## Start Extracted material
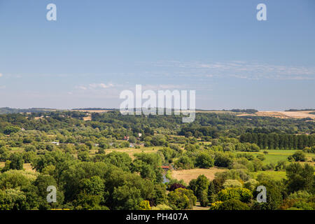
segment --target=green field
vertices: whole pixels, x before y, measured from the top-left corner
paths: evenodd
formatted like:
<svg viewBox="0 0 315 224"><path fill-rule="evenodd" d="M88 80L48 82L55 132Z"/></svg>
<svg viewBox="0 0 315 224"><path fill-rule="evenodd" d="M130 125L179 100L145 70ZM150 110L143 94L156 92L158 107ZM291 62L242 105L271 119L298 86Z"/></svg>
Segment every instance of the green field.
## End Extracted material
**Exercise aim**:
Copy every line of the entries above word for word, without the picture.

**Task output**:
segment --target=green field
vertices: whole pixels, x before y, measured from the top-left corner
paths: evenodd
formatted like:
<svg viewBox="0 0 315 224"><path fill-rule="evenodd" d="M88 80L48 82L55 132Z"/></svg>
<svg viewBox="0 0 315 224"><path fill-rule="evenodd" d="M130 125L179 100L145 70ZM150 110L143 94L156 92L158 107ZM291 62L242 105L271 119L298 86Z"/></svg>
Segment every instance of the green field.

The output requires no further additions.